### Point annotations for photos
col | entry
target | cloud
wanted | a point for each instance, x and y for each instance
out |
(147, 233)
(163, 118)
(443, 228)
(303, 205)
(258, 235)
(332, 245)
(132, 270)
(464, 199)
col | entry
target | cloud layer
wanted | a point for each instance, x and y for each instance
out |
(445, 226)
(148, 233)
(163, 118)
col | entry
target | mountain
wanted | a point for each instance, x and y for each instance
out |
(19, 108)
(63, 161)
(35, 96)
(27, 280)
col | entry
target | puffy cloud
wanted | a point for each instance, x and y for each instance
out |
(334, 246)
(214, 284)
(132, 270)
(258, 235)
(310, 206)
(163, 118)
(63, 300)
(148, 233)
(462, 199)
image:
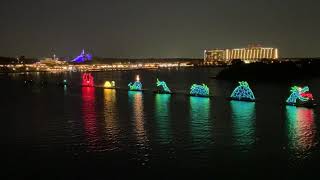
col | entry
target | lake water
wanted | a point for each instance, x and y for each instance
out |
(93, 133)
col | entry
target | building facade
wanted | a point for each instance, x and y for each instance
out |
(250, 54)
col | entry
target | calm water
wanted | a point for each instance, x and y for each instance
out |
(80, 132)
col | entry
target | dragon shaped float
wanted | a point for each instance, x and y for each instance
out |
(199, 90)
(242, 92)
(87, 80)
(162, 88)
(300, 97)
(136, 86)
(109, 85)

### STATED GOAL
Print each entry shown above with exact wording and no pictures.

### EXERCISE SOLUTION
col | entry
target | cloud
wanted | a point for each instance, x and y for each instance
out |
(147, 233)
(163, 118)
(443, 228)
(303, 205)
(258, 235)
(332, 245)
(132, 270)
(464, 199)
col | entry
target | cloud layer
wanted | a point for each instance, x and y for each instance
out |
(445, 226)
(148, 233)
(163, 118)
col | entry
target | mountain
wanted | a point for each instance, x and y for each instance
out |
(19, 108)
(63, 161)
(35, 96)
(27, 280)
col | entry
target | puffy cloud
wanted | a point for each instance, x and y for each instance
out |
(334, 246)
(214, 284)
(132, 270)
(258, 235)
(310, 206)
(163, 118)
(63, 300)
(148, 233)
(462, 199)
image:
col | entry
target | lake water
wanted | a point for each instance, x and y for each instance
out |
(93, 133)
col | entry
target | building facade
wanted | a point for each instance, x and y for each instance
out |
(250, 54)
col | entry
target | calm water
wanted | a point for each instance, x and y for each instance
out |
(80, 132)
col | entry
target | dragon shaped float
wanted | a point for each instance, x and y for each instance
out |
(199, 90)
(242, 92)
(87, 80)
(162, 88)
(300, 97)
(136, 86)
(109, 85)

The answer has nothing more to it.